## Consigne
Prolongez le texte sur la bande de dessinateurs satiriques à partir de l'endroit où il s'arrête.

## Texte source
À quoi bon se soucier de cette bande de rigolos ? Leurs bulles crèvent la surface, l'onde de choc ne dépasse pas les frontières de leur petit monde. Des menaces ? Oui, mais eux, ça les fait marrer. Dans le grand brouhaha de l'univers, qui se soucie de quelques cases qui s'enflamment sous le cocktail Molotov de la critique ? Pour ceux qui font feu de tout bois et de tout papier, l'ironie les fait sourire autant qu'elle fait grimacer. Ils distribuent des images sans savoir que ce sont des armes. Ils bullent et dessinent, croquent les visages comme certains le font avec la vie.



Les dessins s'enchainent, coups de crayon tranchant dans le vif, aiguisant les esprits, affutant les armes. Les dents grincent, les œillades s'échangent tandis que la bande poursuit sa route, case après case.

Et puis c'est le drame.

Le grand ramdam n'a pas commencé, on funambule devant les encres, on remplit les casemates avec les dessins passés. Bientôt, les phylactères vont frémir et les lettrages grossir. Bientôt, ce sera le silence, cette incompréhension et ce flou artistique qui envahit tout. La ligne claire se brouille, se tord et se fissure. Le rouge remplace le noir.

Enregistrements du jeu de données
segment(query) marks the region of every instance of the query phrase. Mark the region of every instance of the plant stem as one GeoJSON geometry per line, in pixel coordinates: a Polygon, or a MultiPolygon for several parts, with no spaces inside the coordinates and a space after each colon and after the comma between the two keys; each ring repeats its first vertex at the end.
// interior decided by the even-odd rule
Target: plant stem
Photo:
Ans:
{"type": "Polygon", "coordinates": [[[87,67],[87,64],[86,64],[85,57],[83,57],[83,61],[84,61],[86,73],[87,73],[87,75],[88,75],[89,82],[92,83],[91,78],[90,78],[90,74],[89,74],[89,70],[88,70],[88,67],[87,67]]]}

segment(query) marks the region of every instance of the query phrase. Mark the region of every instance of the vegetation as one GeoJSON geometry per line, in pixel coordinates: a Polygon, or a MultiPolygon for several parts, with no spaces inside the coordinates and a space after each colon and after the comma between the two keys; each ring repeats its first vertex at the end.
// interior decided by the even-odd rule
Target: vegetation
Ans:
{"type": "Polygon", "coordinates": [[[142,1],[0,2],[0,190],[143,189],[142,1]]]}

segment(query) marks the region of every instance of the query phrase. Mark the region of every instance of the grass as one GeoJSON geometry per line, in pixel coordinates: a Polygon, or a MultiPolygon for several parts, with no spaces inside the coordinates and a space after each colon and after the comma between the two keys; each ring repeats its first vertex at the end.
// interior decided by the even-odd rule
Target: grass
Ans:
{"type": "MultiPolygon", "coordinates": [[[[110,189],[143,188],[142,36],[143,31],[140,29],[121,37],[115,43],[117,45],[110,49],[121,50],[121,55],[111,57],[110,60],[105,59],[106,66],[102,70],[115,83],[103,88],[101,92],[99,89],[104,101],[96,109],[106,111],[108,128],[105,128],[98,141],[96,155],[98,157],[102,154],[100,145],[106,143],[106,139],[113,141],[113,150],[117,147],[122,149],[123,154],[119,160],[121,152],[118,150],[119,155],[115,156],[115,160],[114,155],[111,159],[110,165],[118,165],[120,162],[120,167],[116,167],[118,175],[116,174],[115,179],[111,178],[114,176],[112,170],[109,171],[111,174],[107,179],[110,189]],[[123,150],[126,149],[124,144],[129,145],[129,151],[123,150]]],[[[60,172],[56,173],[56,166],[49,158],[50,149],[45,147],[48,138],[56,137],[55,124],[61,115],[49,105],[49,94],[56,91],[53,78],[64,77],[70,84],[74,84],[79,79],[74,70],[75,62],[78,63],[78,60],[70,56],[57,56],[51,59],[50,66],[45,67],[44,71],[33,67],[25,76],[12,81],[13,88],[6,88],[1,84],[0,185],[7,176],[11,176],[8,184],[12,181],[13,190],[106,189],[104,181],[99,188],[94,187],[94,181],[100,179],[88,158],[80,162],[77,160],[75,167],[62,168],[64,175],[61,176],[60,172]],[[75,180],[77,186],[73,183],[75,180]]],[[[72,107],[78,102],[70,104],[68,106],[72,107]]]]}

## Résultat
Les coups de feu ont remplacé ceux de l'encre. Les sons résonnent et font trembler les murs matériels et virtuels du monde. Lourd de sang, lourd de sens perforé par ses trous d'obus au crâne d'obtus. Tandis que s'effondrent les grands enfants, s'érigent les monuments à leur gloire imagée.

Je suis Charlie.

L'entité oubliée des kiosques, toujours à la traîne des ventes, devient le symbole d'une lutte oubliée depuis longtemps. Leurs dessins ont fait d'eux des saints dans le paysage encré de l'actualité. Leur lutte est devenue la caricature d'elle-même, le détournement malheureux qui échappe à ses créateurs. D'indépendant satirique, ils sont devenus monument à la gloire de la république.

Je suis Charlie.

Les réponses fleurissent : des cases vides pour ne pas choquer ; des crayons brisés à la pointe affutée ; des Mariannes éplorées ; et des saints effarés de les accueillir trop tôt. Les bulles s'ornent de ces mots qui ont fait tant rêver. Pour gommer ces actes sans nom qui ont rayé ceux qui signaient en bas de nos pages.

Autrefois, eux aussi, ils noircissaient les pages, alors qu'aujourd'hui, ils font rougir le pavé. Dernier hommage silencieux, les crayons se lèvent d'une même voix pour entonner un refrain aux allures de quantiques, en hommage à ces athées un peu trop cyniques.

Jesuis Charlie ?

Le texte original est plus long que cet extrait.